→ **Goal 1**
From the summoning discussion, list every kind of creature given as an example of what in-combat summoning is usually for.
→ **Goal 2**
Reproduce the part of the summoning discussion starting with "While it does" and going on through "wishes to do.".
→ **Goal 3**
Translate this sentence from the summoning discussion into Spanish: "In my game, if the summons is successful the creature waits to be given an order or task."

→ **Document text**
━━━━━━━━
You could make it so the summoned critter acts after the summoner on the first round, but the summoner doesn't have time to give it any commands--in effect it just shows up and if something attacks it that round, it fights back. I think this fits that fact that most of the in-combat summoning is for things like a bunch of animals, sprites, or mephitis; it will take a bit just to see where they all ended up (not to mention what you actually got from the spell). I think it would be pretty rare that you would just happen to finish one of the longer summoning spells just as combat began.
 

I prefer to keep the rule as listed in the PHB, having summoned creatures (and familiars, and pets, and anyone else) roll their separate initiative.
While it does slow things down a little to add an extra turn into the order, keep in mind that Beastmaster Rangers have the special ability for their animal companion to act on the same turn as the ranger.
So if you allow this for everyone, you actually give everyone something for free that Rangers get special, which I think that takes something special away from them. Rangers have enough problems as it is, let them have their coordinated initiative attacks.

Its actually pretty powerful to coordinate several attacks all on the same turn with your characters, and requiring separate initiatives helps smooth it out a little.
 

In my game, if the summons is successful the creature waits to be given an order or task. If the summons fails and the creature still appears it is free to do whatever it wishes to do.
━━━━━━━━
→ **Information supplied**
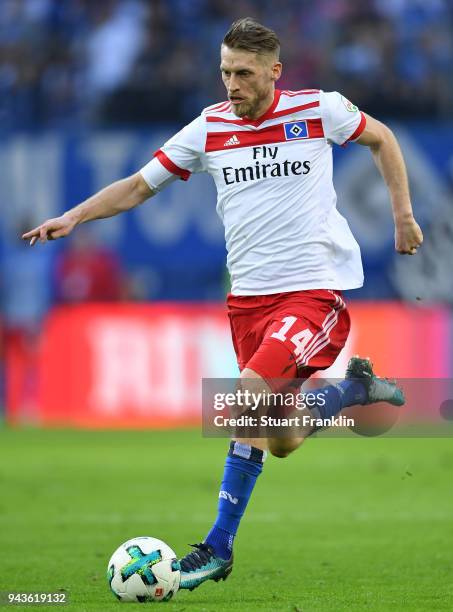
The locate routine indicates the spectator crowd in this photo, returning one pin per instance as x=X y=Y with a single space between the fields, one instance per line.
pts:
x=110 y=62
━━━━━━━━
→ **Exercise answer 1**
animals, sprites, mephitis

→ **Exercise answer 2**
While it does slow things down a little to add an extra turn into the order, keep in mind that Beastmaster Rangers have the special ability for their animal companion to act on the same turn as the ranger.
So if you allow this for everyone, you actually give everyone something for free that Rangers get special, which I think that takes something special away from them. Rangers have enough problems as it is, let them have their coordinated initiative attacks.

Its actually pretty powerful to coordinate several attacks all on the same turn with your characters, and requiring separate initiatives helps smooth it out a little.
 

In my game, if the summons is successful the creature waits to be given an order or task. If the summons fails and the creature still appears it is free to do whatever it wishes to do.

→ **Exercise answer 3**
En mi partida, si la invocación tiene éxito, la criatura espera a que se le dé una orden o tarea.